(Items from a data source)
******
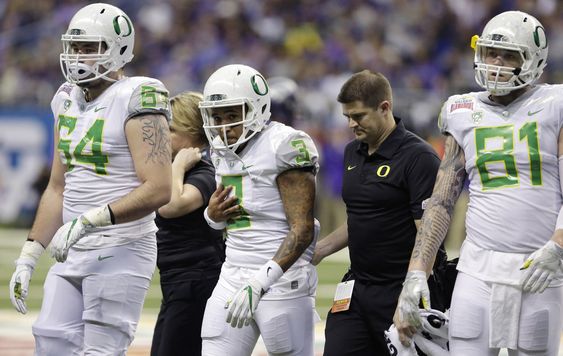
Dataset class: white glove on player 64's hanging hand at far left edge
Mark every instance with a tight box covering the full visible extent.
[10,241,45,314]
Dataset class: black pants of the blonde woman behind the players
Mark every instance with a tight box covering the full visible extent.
[151,266,220,356]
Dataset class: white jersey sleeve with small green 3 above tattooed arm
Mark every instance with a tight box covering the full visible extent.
[276,130,319,174]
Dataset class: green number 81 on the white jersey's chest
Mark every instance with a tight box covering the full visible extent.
[475,122,542,190]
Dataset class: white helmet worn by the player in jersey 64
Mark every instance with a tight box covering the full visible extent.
[60,3,135,84]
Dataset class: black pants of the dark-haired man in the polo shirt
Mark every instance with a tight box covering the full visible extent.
[324,277,402,356]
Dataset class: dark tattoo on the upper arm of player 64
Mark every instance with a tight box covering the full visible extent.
[141,115,171,165]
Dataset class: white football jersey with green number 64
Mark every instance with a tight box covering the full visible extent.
[51,77,170,248]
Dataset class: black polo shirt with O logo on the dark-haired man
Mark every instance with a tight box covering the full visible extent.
[342,118,440,284]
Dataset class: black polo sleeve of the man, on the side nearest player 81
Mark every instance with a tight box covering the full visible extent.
[407,152,440,219]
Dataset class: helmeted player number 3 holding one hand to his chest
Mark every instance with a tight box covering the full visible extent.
[200,64,318,356]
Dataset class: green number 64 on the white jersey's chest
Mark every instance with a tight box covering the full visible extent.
[58,115,109,175]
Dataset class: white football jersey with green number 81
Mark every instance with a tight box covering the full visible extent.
[440,85,563,253]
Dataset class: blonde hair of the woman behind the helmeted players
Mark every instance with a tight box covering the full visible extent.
[170,91,207,143]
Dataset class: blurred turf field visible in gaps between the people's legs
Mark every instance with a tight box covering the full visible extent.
[0,228,563,356]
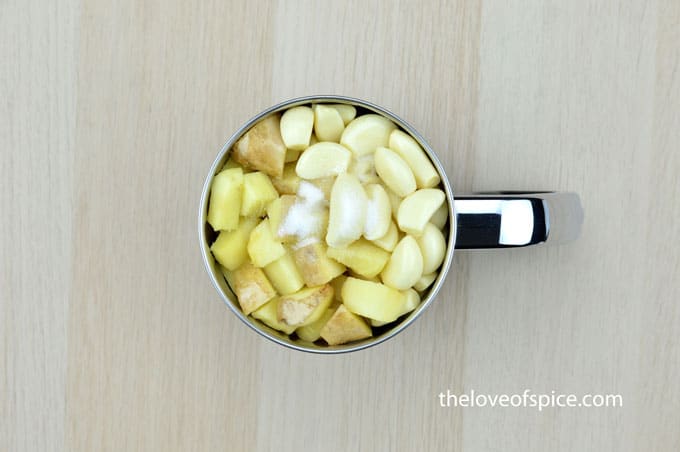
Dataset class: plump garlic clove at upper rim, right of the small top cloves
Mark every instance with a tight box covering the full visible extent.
[340,114,397,156]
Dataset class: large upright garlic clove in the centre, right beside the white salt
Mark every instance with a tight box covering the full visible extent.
[326,173,367,248]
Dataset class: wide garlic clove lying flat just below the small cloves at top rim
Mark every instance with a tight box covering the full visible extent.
[295,141,352,179]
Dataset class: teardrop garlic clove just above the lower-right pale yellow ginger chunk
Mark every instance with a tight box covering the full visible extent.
[380,235,423,290]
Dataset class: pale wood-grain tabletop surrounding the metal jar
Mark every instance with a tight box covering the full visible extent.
[0,0,680,452]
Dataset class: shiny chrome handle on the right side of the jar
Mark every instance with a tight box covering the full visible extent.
[454,192,583,249]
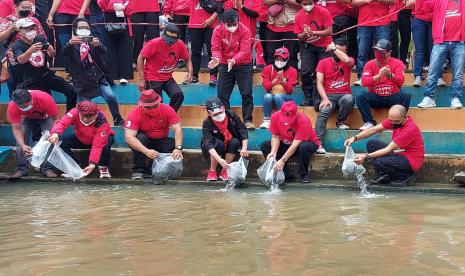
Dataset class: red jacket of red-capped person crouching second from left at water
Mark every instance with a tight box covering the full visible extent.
[50,108,115,165]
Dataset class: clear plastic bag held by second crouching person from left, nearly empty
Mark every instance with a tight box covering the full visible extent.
[47,141,86,180]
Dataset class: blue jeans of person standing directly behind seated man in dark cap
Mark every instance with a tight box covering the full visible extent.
[357,25,391,79]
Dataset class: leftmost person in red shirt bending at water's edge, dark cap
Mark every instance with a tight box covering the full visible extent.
[8,89,58,179]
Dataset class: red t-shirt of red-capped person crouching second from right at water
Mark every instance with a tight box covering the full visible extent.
[270,111,320,146]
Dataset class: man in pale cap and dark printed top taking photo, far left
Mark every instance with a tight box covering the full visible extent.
[12,18,76,111]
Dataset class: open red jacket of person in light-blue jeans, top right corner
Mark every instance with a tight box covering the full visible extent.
[424,0,465,44]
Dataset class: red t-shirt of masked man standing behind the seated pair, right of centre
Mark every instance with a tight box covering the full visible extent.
[294,5,333,48]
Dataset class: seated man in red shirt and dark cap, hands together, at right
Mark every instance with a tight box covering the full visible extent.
[357,39,412,130]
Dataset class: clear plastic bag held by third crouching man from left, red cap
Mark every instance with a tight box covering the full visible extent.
[152,153,182,184]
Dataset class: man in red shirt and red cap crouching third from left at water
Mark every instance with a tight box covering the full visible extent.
[125,89,183,180]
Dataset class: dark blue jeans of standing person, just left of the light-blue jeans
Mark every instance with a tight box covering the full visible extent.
[412,18,433,77]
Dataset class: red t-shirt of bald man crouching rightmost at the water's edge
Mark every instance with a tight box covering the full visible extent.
[381,116,425,172]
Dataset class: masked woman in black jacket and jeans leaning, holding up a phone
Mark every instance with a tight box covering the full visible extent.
[63,18,124,126]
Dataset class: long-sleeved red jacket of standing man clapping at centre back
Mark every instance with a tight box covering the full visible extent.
[211,22,252,65]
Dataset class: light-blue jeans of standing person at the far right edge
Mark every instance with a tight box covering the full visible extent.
[424,42,465,98]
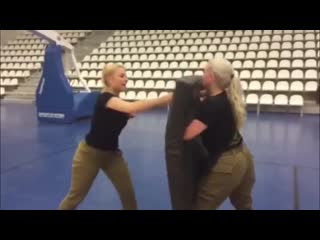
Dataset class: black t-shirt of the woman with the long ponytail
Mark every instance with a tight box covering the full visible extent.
[196,91,242,157]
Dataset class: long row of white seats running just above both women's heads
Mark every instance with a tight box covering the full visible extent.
[83,50,317,62]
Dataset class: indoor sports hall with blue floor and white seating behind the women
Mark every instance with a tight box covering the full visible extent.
[0,30,320,210]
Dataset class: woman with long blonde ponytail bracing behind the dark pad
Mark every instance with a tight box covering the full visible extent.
[184,58,255,210]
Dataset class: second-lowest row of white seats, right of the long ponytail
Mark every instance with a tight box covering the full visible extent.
[241,80,318,92]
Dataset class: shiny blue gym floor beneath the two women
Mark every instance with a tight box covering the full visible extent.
[1,103,319,210]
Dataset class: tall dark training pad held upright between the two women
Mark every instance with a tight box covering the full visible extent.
[165,76,207,210]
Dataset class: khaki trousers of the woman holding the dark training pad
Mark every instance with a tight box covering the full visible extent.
[194,144,255,210]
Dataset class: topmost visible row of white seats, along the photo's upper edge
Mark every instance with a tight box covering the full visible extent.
[113,30,316,37]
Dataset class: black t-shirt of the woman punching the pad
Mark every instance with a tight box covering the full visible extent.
[86,92,129,151]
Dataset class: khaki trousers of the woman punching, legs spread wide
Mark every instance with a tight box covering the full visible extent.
[59,141,137,210]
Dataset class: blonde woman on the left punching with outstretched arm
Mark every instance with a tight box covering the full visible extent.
[59,64,172,210]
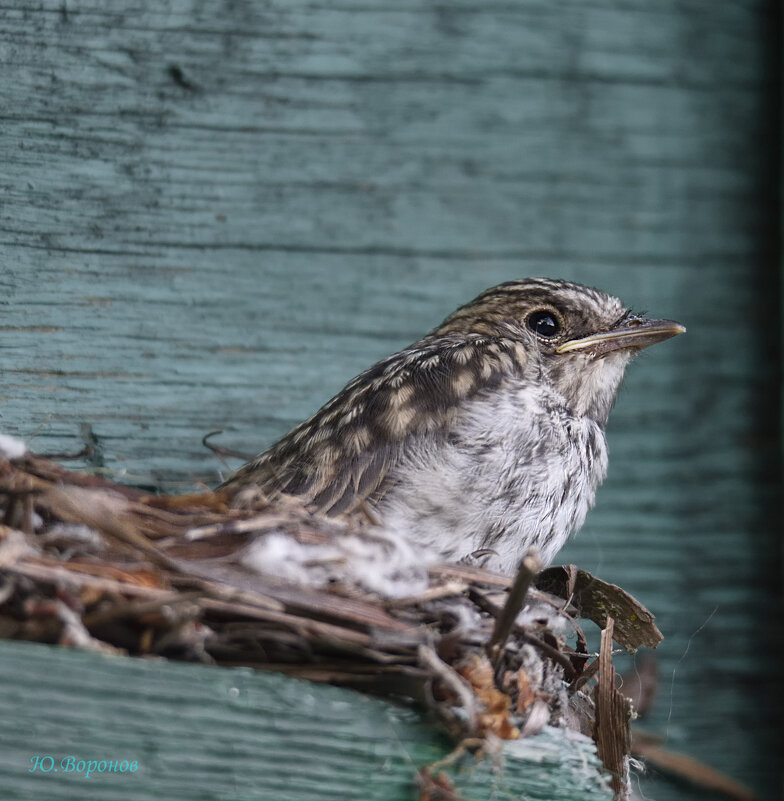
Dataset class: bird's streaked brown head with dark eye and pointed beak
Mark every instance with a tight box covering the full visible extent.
[433,278,686,425]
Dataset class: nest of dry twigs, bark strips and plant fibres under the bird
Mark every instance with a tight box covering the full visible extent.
[0,444,661,797]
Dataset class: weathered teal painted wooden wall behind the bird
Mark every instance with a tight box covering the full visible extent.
[0,0,779,799]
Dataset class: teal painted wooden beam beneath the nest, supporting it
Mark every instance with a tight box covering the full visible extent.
[0,642,612,801]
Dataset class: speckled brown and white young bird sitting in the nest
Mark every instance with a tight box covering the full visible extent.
[219,278,686,574]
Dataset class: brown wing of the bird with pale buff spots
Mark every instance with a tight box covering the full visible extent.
[223,336,526,515]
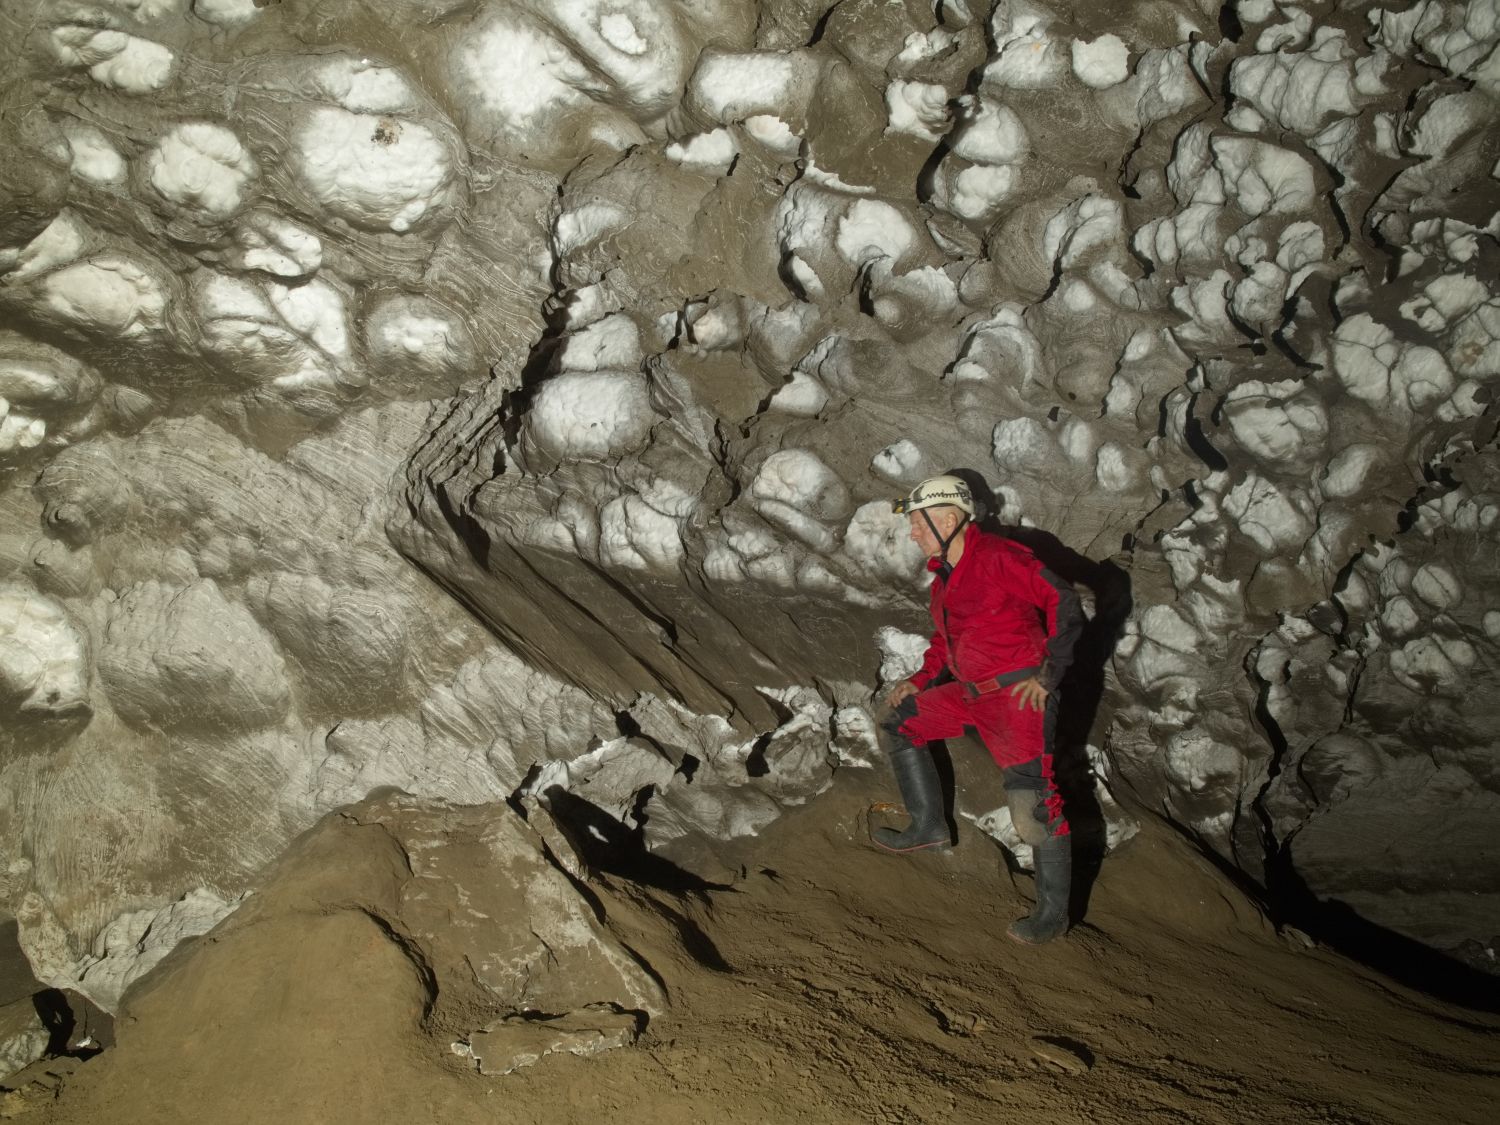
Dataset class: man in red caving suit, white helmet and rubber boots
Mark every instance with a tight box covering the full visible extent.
[873,476,1083,945]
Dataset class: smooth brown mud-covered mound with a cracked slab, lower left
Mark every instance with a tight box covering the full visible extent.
[36,794,668,1121]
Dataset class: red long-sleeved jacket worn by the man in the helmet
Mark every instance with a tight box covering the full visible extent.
[912,525,1083,692]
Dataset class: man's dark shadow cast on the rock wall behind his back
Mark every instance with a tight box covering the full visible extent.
[948,468,1133,923]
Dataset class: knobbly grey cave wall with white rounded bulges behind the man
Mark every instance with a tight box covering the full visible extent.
[0,0,1500,1002]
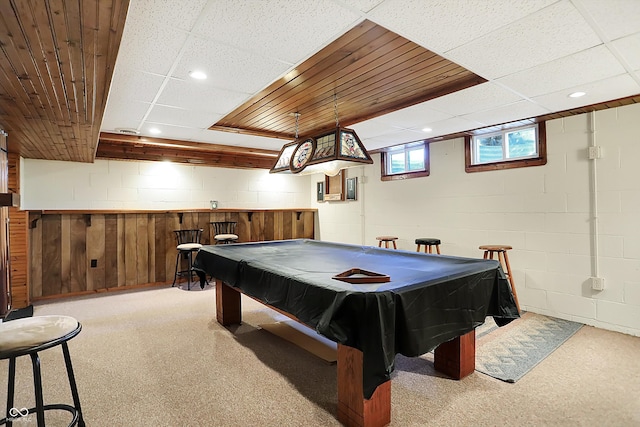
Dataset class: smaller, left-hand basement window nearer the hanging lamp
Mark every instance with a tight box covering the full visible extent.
[381,141,429,181]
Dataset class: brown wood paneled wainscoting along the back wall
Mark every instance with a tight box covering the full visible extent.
[29,209,317,300]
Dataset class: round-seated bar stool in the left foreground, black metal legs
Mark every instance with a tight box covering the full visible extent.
[0,316,85,427]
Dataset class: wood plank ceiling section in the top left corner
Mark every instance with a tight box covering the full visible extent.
[0,0,129,162]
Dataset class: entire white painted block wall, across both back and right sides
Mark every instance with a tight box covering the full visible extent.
[17,105,640,336]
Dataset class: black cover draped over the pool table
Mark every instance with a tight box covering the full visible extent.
[194,239,519,399]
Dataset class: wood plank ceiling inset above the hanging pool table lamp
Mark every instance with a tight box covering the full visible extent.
[210,20,486,139]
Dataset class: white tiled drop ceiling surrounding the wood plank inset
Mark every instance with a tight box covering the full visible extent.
[0,0,640,167]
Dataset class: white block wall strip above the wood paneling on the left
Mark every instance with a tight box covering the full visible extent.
[21,159,311,210]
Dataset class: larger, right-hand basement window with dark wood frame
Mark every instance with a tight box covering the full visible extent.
[465,122,547,172]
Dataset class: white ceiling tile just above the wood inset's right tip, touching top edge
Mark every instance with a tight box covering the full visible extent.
[445,1,601,79]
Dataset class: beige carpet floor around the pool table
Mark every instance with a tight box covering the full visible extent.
[0,286,640,427]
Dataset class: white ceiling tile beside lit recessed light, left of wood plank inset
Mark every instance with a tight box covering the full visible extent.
[172,37,290,93]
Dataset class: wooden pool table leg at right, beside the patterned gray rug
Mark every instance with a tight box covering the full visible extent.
[434,329,476,380]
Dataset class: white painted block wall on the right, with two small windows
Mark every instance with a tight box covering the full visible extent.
[310,105,640,336]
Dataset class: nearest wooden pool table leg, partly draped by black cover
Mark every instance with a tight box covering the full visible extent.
[338,344,391,427]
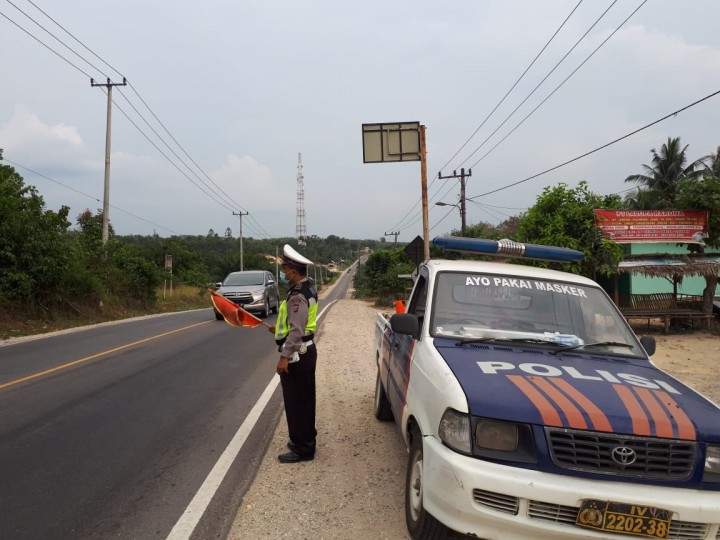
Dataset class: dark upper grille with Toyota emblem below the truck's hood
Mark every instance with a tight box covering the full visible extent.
[545,428,697,480]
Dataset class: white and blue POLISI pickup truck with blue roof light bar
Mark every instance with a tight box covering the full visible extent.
[374,237,720,540]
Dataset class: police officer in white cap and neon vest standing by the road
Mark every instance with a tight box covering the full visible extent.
[275,244,318,463]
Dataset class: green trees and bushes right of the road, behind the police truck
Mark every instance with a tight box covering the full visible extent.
[355,138,720,318]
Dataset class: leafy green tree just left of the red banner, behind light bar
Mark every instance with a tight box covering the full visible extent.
[518,182,623,279]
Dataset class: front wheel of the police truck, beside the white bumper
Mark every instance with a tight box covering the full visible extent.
[405,428,451,540]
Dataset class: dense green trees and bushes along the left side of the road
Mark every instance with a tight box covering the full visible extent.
[0,150,380,339]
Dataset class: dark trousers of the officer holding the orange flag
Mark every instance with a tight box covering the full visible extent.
[280,344,317,456]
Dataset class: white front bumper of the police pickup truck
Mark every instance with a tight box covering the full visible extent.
[423,437,720,540]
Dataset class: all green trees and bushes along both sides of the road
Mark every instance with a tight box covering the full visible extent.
[0,138,720,339]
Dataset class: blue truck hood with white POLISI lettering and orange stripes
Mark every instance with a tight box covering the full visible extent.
[434,338,720,442]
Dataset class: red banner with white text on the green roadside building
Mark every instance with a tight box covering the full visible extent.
[593,210,708,244]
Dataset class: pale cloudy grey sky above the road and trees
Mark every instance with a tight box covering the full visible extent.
[0,0,720,242]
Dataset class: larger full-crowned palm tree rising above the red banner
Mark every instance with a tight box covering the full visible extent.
[625,137,706,208]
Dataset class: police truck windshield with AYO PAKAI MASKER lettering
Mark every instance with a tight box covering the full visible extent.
[430,272,644,357]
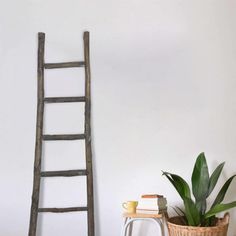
******
The required answer is each line of the entries containing the string "inset".

Dataset class: wood plank ceiling inset above the hanging pool table lamp
Dataset class: white tiled drop ceiling surrounding the wood plank inset
Dataset class: white ceiling tile just above the wood inset's right tip, touching top edge
Dataset class: white ceiling tile beside lit recessed light, left of wood plank inset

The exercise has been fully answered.